● **TASKS FOR THIS EXERCISE**
1) According to the thread on Kafka rebalancing and Zookeeper, what change reduced the frequent rebalances?
2) Extend the thread on Kafka rebalancing and Zookeeper, picking up right after its final sentence.

● **PASSAGE TO READ**
# # # #

Re: Kafka rebalancing causes Zookeeper to fail

Ahmed H. Wed, 22 Jan 2014 08:40:26 -0800

Hello,

I looked at that, not sure if it is applicable or not at this point. We
used to have frequent rebalances, but that issue was mitigated by
increasing the zktimeout on the consumer side. With that said, it may still
be a problem. I have't collected any metrics concerning rebalances in a
while. I will certainly take a look at our current GC settings. What are
typical settings that we should have for GC (I am not sure of what exactly
I'm looking for)?


As for downgrading the Zookeeper version, would there be any major loss of
functionality? Version 3.4.5 is currently stable, so I am unsure of how it
would help. I can try it and let it soak for a while to see if it helps or
not. The problem is we have many components that tie into Zookeeper and I'm
worried that downgrading may break some of our API calls to it.

Is there a good way of trying to narrow this problem down further?

Thanks again


On Wed, Jan 22, 2014 at 10:15 AM, Jun Rao <jun...@gmail.com> wrote:

> Not sure how stable ZK 3.4.5 is. Could you try 3.3.4? Also, see if
>
> https://cwiki.apache.org/confluence/display/KAFKA/FAQ#FAQ-Whyaretheremanyrebalancesinmyconsumerlog
> ?

# # # #

● **DATA LINES**
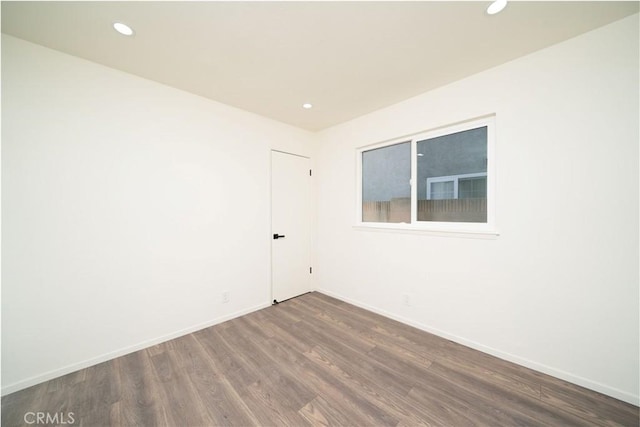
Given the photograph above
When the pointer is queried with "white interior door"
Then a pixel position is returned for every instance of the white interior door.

# # # #

● **EXPECTED ANSWERS**
1) Increasing the zktimeout on the consumer side.

2)
> is applicable.
>
> Thanks,
>
> Jun
>
>
> On Wed, Jan 22, 2014 at 6:24 AM, Ahmed H. <ahmed.ham...@gmail.com> wrote:
>
> > I have a basic Zookeeper/Kafka setup. I am still on Kafka 0.8 beta 1, and
> > Zookeeper 3.4.5. The activity on this machine isn't massive...I would say
> > the Kafka queues get a consistent 1 message every 2-3 seconds, as well as
> > occasional spikes, but still nothing large enough to push the limits.
> Both
> > Kafka and Zookeeper are running on the same machine.
> >
> > Occasionally, a rebalance is triggered, which causes our Kafka clients to
> > try reconnecting several times, but it ultimately fails with the
> following
> > error:
> >
> >
> > 04:56:10,020 INFO  [kafka.consumer.ZookeeperConsumerConnector]
> > (alarms.topology.updates_<host>-1383643783747-c7775701_watcher_executor)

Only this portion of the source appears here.